Material to process |

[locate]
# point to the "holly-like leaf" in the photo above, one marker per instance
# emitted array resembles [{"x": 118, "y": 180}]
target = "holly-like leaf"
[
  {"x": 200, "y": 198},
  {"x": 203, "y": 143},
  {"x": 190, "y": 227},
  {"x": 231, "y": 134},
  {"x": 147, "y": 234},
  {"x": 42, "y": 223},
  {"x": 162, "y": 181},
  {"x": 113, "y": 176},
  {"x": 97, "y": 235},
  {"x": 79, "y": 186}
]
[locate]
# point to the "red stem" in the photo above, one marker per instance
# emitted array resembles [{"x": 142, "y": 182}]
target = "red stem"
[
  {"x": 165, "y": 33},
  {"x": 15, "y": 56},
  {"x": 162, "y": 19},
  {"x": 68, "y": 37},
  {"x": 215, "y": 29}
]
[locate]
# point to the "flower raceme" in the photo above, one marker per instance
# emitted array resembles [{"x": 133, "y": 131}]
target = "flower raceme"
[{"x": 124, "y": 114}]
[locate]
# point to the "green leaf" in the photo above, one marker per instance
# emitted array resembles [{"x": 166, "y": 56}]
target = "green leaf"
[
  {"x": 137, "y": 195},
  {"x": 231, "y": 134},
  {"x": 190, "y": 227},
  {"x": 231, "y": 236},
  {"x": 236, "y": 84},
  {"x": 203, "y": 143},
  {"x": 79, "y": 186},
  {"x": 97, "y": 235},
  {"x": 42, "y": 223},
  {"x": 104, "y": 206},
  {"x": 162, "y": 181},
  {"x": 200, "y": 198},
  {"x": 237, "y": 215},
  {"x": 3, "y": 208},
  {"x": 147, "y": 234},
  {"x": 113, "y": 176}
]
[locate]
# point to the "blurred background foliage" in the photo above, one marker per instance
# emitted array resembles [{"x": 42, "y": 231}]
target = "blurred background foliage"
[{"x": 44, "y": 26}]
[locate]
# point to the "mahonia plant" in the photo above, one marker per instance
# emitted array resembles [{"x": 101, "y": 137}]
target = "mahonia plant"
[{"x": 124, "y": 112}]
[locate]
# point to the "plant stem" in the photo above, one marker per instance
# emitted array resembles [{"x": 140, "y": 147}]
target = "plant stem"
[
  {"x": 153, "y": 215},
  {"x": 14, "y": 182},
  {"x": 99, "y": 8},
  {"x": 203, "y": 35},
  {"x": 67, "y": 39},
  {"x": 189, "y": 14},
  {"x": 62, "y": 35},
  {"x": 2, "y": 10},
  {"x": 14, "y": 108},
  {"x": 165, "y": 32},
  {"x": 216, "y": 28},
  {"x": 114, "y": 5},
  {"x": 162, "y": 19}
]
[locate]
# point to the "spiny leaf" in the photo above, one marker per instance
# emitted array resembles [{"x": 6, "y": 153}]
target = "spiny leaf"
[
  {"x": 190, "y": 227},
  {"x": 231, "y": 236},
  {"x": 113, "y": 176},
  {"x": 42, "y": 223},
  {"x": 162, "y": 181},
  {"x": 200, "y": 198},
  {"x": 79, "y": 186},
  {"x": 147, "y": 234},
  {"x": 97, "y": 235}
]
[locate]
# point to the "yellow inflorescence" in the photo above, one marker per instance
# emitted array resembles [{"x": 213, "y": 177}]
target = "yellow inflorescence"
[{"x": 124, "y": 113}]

Exercise | Among the lines above, which contain the word "instance"? Copy every one.

Exercise answer |
# point to the "holly-like leaf" in the photo above, one marker per instance
# point to the "red stem" in the photo above, one marker per instance
# point to the "flower raceme" in the photo above, one marker per instance
# point to the "green leaf" in the photo above, one marker per instance
# point to the "blurred background foliage" in the photo above, one marker per instance
# point to the "mahonia plant" in the photo above, one marker per instance
# point to the "plant stem" in the photo above, one marker per instance
# point to the "spiny leaf" in the photo above, one marker per instance
# point to the "yellow inflorescence" in the photo above, one marker per instance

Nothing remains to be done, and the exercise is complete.